---------- Records supplied

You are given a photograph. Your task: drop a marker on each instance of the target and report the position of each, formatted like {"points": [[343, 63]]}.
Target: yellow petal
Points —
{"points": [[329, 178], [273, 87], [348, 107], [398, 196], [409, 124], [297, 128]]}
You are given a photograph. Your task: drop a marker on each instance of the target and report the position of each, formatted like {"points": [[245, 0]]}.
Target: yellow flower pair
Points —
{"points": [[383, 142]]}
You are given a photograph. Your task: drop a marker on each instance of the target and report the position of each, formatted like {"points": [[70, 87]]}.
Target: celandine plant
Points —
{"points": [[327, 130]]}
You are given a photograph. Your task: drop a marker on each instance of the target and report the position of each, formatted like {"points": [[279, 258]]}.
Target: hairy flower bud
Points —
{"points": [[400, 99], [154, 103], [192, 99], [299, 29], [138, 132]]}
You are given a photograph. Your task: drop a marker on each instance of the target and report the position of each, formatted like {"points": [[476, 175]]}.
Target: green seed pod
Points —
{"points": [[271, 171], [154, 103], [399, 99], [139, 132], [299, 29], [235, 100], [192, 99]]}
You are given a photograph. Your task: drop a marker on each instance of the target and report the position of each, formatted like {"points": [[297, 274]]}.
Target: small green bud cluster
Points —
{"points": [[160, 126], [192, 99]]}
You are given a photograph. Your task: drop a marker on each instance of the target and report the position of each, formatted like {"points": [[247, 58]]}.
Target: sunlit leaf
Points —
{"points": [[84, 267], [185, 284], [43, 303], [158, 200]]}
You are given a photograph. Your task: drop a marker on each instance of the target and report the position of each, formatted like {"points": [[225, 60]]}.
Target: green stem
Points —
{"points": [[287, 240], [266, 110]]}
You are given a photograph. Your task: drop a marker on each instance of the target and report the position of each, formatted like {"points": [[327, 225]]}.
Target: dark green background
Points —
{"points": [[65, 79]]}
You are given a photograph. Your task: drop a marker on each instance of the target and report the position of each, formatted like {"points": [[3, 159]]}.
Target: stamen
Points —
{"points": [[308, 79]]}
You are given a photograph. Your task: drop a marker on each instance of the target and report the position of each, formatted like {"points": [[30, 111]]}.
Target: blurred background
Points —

--------------------

Exercise prompt —
Each line of the records that contains the string "background" must be copied.

Result of this exercise —
Target: dark green background
Target: blurred background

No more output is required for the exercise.